▶ **Exercise**
Copy each line of the material below without changing anything.
---+---
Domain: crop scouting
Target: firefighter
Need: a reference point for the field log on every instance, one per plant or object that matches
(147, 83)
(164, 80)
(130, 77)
---+---
▶ **Solution to the problem**
Domain: crop scouting
Target: firefighter
Need: a reference point for the field log on every instance, one per plant or object that matches
(147, 83)
(164, 80)
(130, 77)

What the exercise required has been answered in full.